■ SHORT PROBLEM ■
What is needed here is an exact copy of every entry.

■ INFORMATION GIVEN ■
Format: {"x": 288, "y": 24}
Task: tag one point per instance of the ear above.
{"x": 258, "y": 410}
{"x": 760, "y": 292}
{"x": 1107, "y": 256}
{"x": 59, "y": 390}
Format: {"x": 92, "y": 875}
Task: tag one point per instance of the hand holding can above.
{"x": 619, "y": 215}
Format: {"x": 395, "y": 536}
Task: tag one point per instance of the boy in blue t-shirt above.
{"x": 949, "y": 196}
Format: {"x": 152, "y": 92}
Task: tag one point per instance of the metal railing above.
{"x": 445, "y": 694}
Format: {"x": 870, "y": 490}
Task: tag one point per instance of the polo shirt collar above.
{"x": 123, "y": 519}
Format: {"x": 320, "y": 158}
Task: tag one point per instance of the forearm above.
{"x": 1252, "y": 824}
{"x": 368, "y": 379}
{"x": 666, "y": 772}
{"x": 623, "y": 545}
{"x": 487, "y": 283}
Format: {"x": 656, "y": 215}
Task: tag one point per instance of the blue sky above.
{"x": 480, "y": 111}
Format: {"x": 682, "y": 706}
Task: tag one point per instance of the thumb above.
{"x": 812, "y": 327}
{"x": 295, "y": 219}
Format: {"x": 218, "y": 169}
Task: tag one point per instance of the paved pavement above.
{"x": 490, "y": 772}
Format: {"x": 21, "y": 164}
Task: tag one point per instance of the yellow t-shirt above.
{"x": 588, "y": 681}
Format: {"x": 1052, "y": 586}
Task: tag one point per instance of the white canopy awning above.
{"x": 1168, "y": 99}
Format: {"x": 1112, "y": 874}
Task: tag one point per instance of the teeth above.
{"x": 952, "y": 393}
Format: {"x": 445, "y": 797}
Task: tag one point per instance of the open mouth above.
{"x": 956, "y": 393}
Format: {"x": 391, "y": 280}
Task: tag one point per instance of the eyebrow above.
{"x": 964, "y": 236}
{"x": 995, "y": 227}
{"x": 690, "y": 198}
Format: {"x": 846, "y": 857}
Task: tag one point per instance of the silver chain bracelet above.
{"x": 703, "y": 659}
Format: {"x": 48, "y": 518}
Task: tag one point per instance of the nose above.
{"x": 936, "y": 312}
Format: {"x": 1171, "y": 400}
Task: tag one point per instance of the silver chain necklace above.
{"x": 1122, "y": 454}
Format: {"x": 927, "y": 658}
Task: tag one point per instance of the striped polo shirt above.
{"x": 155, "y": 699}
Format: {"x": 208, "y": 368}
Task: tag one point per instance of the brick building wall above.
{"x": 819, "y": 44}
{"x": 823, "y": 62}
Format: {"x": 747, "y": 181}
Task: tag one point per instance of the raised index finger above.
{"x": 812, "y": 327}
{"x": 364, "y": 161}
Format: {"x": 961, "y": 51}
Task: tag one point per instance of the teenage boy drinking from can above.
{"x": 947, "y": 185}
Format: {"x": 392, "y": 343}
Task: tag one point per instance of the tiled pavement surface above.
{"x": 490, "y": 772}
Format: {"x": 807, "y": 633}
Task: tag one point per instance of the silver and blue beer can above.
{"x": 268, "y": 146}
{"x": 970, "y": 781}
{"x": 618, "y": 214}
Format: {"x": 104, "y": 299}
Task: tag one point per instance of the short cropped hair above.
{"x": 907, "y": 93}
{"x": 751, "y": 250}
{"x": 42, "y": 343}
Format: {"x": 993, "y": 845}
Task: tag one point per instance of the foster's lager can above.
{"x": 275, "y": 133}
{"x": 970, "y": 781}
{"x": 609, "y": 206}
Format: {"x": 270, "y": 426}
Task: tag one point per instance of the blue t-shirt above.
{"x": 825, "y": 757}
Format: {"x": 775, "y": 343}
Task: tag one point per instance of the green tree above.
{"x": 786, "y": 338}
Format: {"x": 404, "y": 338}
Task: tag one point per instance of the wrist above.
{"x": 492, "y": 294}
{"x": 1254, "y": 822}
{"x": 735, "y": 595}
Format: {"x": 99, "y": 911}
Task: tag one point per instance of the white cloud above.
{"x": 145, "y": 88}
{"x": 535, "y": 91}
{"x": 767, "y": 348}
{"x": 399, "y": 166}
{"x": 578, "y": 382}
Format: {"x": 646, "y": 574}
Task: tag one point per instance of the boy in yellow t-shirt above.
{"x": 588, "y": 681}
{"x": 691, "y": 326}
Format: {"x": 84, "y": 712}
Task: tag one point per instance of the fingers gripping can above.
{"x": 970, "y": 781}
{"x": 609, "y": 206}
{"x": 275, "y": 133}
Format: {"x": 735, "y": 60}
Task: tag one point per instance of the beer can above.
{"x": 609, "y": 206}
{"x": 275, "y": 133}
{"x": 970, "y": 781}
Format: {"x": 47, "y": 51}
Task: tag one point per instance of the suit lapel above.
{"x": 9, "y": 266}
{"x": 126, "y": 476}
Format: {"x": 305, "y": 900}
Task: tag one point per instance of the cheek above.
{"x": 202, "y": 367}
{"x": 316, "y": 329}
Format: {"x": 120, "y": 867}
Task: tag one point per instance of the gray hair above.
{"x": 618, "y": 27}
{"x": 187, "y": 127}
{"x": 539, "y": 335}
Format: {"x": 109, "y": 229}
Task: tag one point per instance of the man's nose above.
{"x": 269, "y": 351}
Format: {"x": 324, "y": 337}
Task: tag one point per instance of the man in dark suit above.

■ ANSWER ■
Format: {"x": 288, "y": 24}
Task: tag one point per instance of the ear above.
{"x": 258, "y": 410}
{"x": 760, "y": 292}
{"x": 1107, "y": 256}
{"x": 59, "y": 390}
Format: {"x": 92, "y": 875}
Task: tag one point per instance of the hand holding can above.
{"x": 619, "y": 215}
Format: {"x": 395, "y": 536}
Task: tag one point per instance of the boy in blue t-shirt above.
{"x": 949, "y": 196}
Format: {"x": 152, "y": 92}
Task: tag one point per instance of the metal railing above.
{"x": 445, "y": 694}
Format: {"x": 870, "y": 490}
Task: tag one point per instance of the polo shirt collar above.
{"x": 123, "y": 519}
Format: {"x": 320, "y": 158}
Task: tag one point per instance of the forearm above.
{"x": 1252, "y": 824}
{"x": 368, "y": 379}
{"x": 666, "y": 772}
{"x": 623, "y": 545}
{"x": 487, "y": 283}
Format: {"x": 656, "y": 215}
Task: tag one point per instance of the blue sky above.
{"x": 480, "y": 111}
Format: {"x": 682, "y": 706}
Task: tag one point per instance of the thumb above.
{"x": 812, "y": 327}
{"x": 295, "y": 219}
Format: {"x": 218, "y": 169}
Task: tag one point per instance of the paved pavement above.
{"x": 490, "y": 772}
Format: {"x": 21, "y": 164}
Task: tag one point per instance of the yellow t-shirt above.
{"x": 588, "y": 681}
Format: {"x": 1052, "y": 586}
Task: tag one point per instance of the white canopy awning above.
{"x": 1168, "y": 99}
Format: {"x": 1112, "y": 874}
Task: tag one point per instance of the teeth above.
{"x": 952, "y": 393}
Format: {"x": 445, "y": 797}
Task: tag one point per instance of the open mouth above.
{"x": 956, "y": 393}
Format: {"x": 391, "y": 280}
Task: tag one point per instance of the eyebrow above.
{"x": 964, "y": 236}
{"x": 995, "y": 227}
{"x": 690, "y": 198}
Format: {"x": 846, "y": 857}
Task: tag one point per instance of the silver chain bracelet above.
{"x": 703, "y": 659}
Format: {"x": 48, "y": 518}
Task: tag one point per instance of the nose above.
{"x": 936, "y": 312}
Format: {"x": 1171, "y": 400}
Task: tag one point per instance of the silver chain necklace above.
{"x": 1122, "y": 454}
Format: {"x": 927, "y": 658}
Task: tag one point per instance of the striped polo shirt above.
{"x": 155, "y": 699}
Format: {"x": 208, "y": 368}
Task: tag one point per instance of the brick building wall above.
{"x": 819, "y": 44}
{"x": 823, "y": 62}
Format: {"x": 747, "y": 181}
Task: tag one point per instance of the raised index finger above.
{"x": 812, "y": 327}
{"x": 364, "y": 161}
Format: {"x": 961, "y": 51}
Task: tag one point per instance of the teenage boy drinking from can above.
{"x": 947, "y": 185}
Format: {"x": 392, "y": 343}
Task: tag one point per instance of the tiled pavement surface above.
{"x": 490, "y": 772}
Format: {"x": 807, "y": 633}
Task: tag one point per instance of the silver and blue beer can above.
{"x": 268, "y": 146}
{"x": 970, "y": 781}
{"x": 618, "y": 214}
Format: {"x": 104, "y": 299}
Task: tag one point per instance of the short cropped hair above.
{"x": 907, "y": 93}
{"x": 751, "y": 250}
{"x": 42, "y": 343}
Format: {"x": 993, "y": 845}
Task: tag one point per instance of the foster's lager can above.
{"x": 275, "y": 133}
{"x": 970, "y": 781}
{"x": 609, "y": 206}
Format: {"x": 270, "y": 426}
Task: tag one point per instance of the blue t-shirt above.
{"x": 825, "y": 757}
Format: {"x": 775, "y": 343}
Task: tag one point per instance of the green tree above.
{"x": 786, "y": 338}
Format: {"x": 404, "y": 338}
Task: tag one point per instance of the wrist above.
{"x": 492, "y": 294}
{"x": 1254, "y": 822}
{"x": 735, "y": 595}
Format: {"x": 99, "y": 911}
Task: tag one point per instance of the white cloud above.
{"x": 145, "y": 88}
{"x": 535, "y": 91}
{"x": 767, "y": 348}
{"x": 399, "y": 166}
{"x": 578, "y": 382}
Format: {"x": 646, "y": 574}
Task: tag one point per instance of the boy in yellow t-shirt above.
{"x": 588, "y": 681}
{"x": 691, "y": 326}
Format: {"x": 84, "y": 712}
Task: tag one point per instance of the fingers gripping can above.
{"x": 970, "y": 781}
{"x": 609, "y": 206}
{"x": 275, "y": 133}
Format: {"x": 735, "y": 60}
Task: tag one point per instance of the beer can above.
{"x": 609, "y": 206}
{"x": 275, "y": 133}
{"x": 970, "y": 781}
Format: {"x": 47, "y": 51}
Task: tag one point per instance of the suit lapel above.
{"x": 9, "y": 266}
{"x": 126, "y": 476}
Format: {"x": 305, "y": 900}
Task: tag one point per instance of the cheek above.
{"x": 202, "y": 367}
{"x": 316, "y": 329}
Format: {"x": 120, "y": 867}
Task: tag one point per instance of the gray hair above.
{"x": 618, "y": 27}
{"x": 187, "y": 127}
{"x": 539, "y": 335}
Format: {"x": 109, "y": 229}
Task: tag one point per instance of the man's nose above.
{"x": 269, "y": 351}
Format: {"x": 324, "y": 337}
Task: tag one point per instance of the man in dark suit above.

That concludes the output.